Print each entry precisely; exclude the pictures.

+++ Listed records

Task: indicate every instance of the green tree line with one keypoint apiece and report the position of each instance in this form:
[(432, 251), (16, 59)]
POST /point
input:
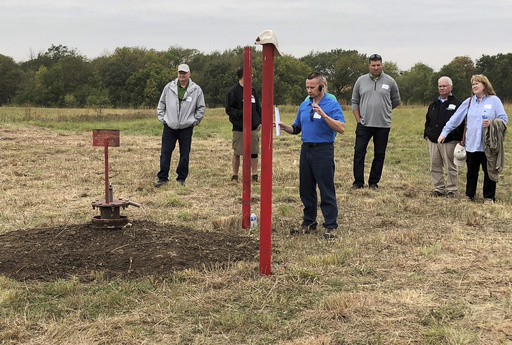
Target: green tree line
[(134, 77)]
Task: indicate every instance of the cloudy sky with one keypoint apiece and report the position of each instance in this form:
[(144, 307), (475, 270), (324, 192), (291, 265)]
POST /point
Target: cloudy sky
[(403, 31)]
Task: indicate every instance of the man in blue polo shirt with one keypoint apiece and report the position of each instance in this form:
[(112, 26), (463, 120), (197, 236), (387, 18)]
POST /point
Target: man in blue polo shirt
[(319, 119)]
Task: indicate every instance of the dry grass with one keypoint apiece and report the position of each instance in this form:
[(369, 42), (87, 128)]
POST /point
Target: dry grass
[(406, 268)]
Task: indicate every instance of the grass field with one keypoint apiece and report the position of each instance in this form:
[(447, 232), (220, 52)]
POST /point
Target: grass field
[(405, 269)]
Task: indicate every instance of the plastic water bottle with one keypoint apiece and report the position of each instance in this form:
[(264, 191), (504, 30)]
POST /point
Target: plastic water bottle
[(254, 221)]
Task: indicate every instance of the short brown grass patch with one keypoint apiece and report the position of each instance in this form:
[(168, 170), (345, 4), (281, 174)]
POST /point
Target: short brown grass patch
[(405, 269)]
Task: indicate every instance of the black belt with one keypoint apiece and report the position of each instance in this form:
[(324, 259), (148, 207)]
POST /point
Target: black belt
[(315, 144)]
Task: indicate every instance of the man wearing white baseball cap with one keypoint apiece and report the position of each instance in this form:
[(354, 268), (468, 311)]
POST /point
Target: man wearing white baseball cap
[(180, 109)]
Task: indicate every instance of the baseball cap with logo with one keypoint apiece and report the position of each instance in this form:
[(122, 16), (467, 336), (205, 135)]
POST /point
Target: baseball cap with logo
[(183, 68), (459, 155)]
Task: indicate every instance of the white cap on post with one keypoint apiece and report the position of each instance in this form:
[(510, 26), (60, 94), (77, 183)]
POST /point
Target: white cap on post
[(266, 37)]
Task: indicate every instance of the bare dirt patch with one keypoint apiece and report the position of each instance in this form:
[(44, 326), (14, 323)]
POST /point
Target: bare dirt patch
[(144, 249)]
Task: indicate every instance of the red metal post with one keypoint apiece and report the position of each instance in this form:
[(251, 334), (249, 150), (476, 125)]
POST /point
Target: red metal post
[(246, 169), (267, 104), (107, 198)]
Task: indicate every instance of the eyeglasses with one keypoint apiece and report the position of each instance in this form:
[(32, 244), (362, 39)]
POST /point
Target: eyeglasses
[(374, 57)]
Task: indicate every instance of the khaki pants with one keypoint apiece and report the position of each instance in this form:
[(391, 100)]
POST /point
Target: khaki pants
[(441, 155)]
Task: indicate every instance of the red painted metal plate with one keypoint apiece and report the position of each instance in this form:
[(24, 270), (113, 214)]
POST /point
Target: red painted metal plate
[(99, 136)]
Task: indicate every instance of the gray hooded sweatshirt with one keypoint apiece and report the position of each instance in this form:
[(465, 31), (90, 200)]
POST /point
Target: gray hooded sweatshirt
[(192, 106)]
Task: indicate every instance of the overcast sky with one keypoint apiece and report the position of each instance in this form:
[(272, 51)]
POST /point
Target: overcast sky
[(403, 31)]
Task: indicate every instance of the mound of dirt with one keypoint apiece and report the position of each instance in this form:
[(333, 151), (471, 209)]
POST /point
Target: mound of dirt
[(144, 249)]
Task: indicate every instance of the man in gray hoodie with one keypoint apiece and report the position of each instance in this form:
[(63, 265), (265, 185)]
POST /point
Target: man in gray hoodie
[(181, 107), (374, 96)]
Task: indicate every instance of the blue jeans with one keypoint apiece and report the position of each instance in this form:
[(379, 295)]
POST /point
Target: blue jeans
[(317, 168), (474, 160), (169, 138), (380, 143)]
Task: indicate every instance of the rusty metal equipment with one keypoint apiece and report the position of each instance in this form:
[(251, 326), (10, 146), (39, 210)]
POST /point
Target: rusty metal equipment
[(110, 216)]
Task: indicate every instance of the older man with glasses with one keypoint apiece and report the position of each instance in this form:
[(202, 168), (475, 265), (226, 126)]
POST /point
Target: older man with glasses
[(319, 119), (374, 96), (441, 155)]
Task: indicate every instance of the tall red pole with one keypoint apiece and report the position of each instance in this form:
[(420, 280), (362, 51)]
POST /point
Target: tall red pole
[(107, 197), (246, 173), (267, 104)]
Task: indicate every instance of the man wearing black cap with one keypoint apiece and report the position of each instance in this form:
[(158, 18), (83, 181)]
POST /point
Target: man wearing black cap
[(181, 107)]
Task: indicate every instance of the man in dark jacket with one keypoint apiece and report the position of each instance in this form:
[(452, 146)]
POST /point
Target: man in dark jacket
[(234, 109), (441, 155)]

++++++

→ Result
Task: indicate every instance of the green tree line with one keypoint apiece and report the position of each instance in this form:
[(432, 251), (16, 59)]
POST /point
input:
Target: green tree line
[(134, 77)]
Task: indicate every instance of the cloudy sky with one keypoint apiece and report the position of each instance in this form:
[(144, 307), (475, 270), (324, 192), (291, 265)]
POST /point
Target: cloudy sky
[(403, 31)]
Task: indicate every instance of the man in blue polo shirt with one keypoint apiece and report the position of each instance in this form:
[(112, 26), (463, 120), (197, 236), (387, 18)]
POST /point
Target: man in blue polo shirt
[(319, 119)]
Task: indicate every instance of the dry grass with one keypoint apiece and report the position of each instance in this form:
[(369, 42), (87, 128)]
POST /point
Target: dry grass
[(406, 268)]
Task: indicate every instance of the grass field with one keypoint apiece and report the position of each instance in this form:
[(447, 232), (220, 52)]
POST /point
Target: grass field
[(405, 269)]
Task: indicate every instance of the plastic water bottle with one keypoint apiece and report the position of each instance in this form:
[(264, 191), (504, 30)]
POST /point
Target: plastic water bottle
[(254, 221)]
Task: indicate every instance of the short brown grass patch with one keypoint apiece and report the position of each instance in this form:
[(168, 170), (345, 4), (281, 174)]
POST /point
Target: short brown grass patch
[(405, 269)]
Task: indicate every instance of the black belt with one keypoint apiece and report the position of each instance in this form:
[(324, 259), (148, 207)]
POST /point
Target: black belt
[(315, 144)]
Task: indicate every instance of the man wearing white baseball cap with one keypoint apiece and report the position of each instance in this form:
[(354, 268), (468, 311)]
POST /point
Target: man wearing white baseball cap
[(180, 109)]
Task: indicate every instance of the baseball cap with logo with one keypoint apiece and report the position of each instance in this form:
[(122, 16), (467, 336), (205, 135)]
POST /point
Target: baseball cap with logo
[(183, 68), (459, 155)]
Task: indicate every instance of the white cap on post with one keypoint apiece and report the position of each instance in this form:
[(510, 26), (60, 94), (77, 183)]
POST /point
Target: white cap on post
[(266, 37)]
Task: indicate every instance of the bare dirt patch with one keypoint apiece and report the position of each instance in this form:
[(44, 326), (14, 323)]
POST /point
Target: bare dirt patch
[(144, 249)]
Task: indicate every instance of the red metal post with one keypoint apiece and report the position of each instance in this form:
[(251, 334), (249, 150), (476, 125)]
POST /point
Target: red metal post
[(246, 169), (267, 104), (107, 198)]
Task: indicate every instance of the eyeglasses with one keypoint apiece and report the position of each instance in this form:
[(32, 244), (362, 39)]
POST /point
Target: eyeglasses
[(374, 57)]
Task: indicate every instance of the khaki pants with one keypoint apiece and report the position of each instance in this form:
[(391, 100)]
POST /point
Target: khaki pants
[(441, 155)]
Task: indicate every instance of the red painted metal plate with one keypoint apiece and report the position of each instance in this form:
[(24, 270), (113, 214)]
POST /point
Target: red painted metal plate
[(99, 136)]
Task: indicate every instance of the gray hooded sweatshirt with one keypoint apiece and report the position of each instance in this form:
[(465, 31), (90, 200)]
POST /point
Target: gray hooded sweatshirt
[(192, 106)]
Task: indicate every instance of the overcast sky with one keypoint apiece and report the position of each instance in this form:
[(272, 51)]
POST /point
Target: overcast sky
[(403, 31)]
Task: indicate every instance of the mound of dirt with one keypoint apiece and report the position of each instance in this form:
[(333, 151), (471, 209)]
POST /point
Target: mound of dirt
[(144, 249)]
Task: indicate every instance of the man in gray hoodie with one keypoint apiece and report the position of each instance in this form:
[(63, 265), (265, 185)]
POST /point
Target: man in gray hoodie
[(181, 107), (374, 96)]
Task: indicate every instance of the blue jeans with one keypoint apiece and report the position of each instance in this form:
[(379, 295)]
POST /point
Target: blue jeans
[(317, 168), (474, 160), (169, 138), (380, 143)]
Task: indicate every instance of the rusty metal equipment with one keypoint apiece and report the position of each instance in this form:
[(251, 326), (10, 146), (39, 210)]
POST /point
Target: rusty metal equipment
[(110, 216)]
Task: indicate every instance of the older man with glasses with one keypoint apiece and report the position of each instance in this form:
[(202, 168), (475, 265), (226, 126)]
POST /point
Target: older man with glasses
[(319, 119), (374, 96), (441, 155)]
Task: indicate every instance of the tall red pole with one keypoint apiece and report the position of each instance in this form:
[(420, 280), (362, 51)]
POST /point
Target: tall red pole
[(107, 197), (246, 173), (267, 104)]
Task: indicate every instance of the man wearing black cap with one keypoint apiece and report the position of each instance in this form:
[(158, 18), (83, 181)]
POST /point
Target: man wearing black cap
[(181, 107)]
Task: indicate every instance of the man in dark jacket with one keypoint apiece and report the position of each instance in this form:
[(452, 146)]
POST /point
Target: man in dark jacket
[(234, 109), (441, 155)]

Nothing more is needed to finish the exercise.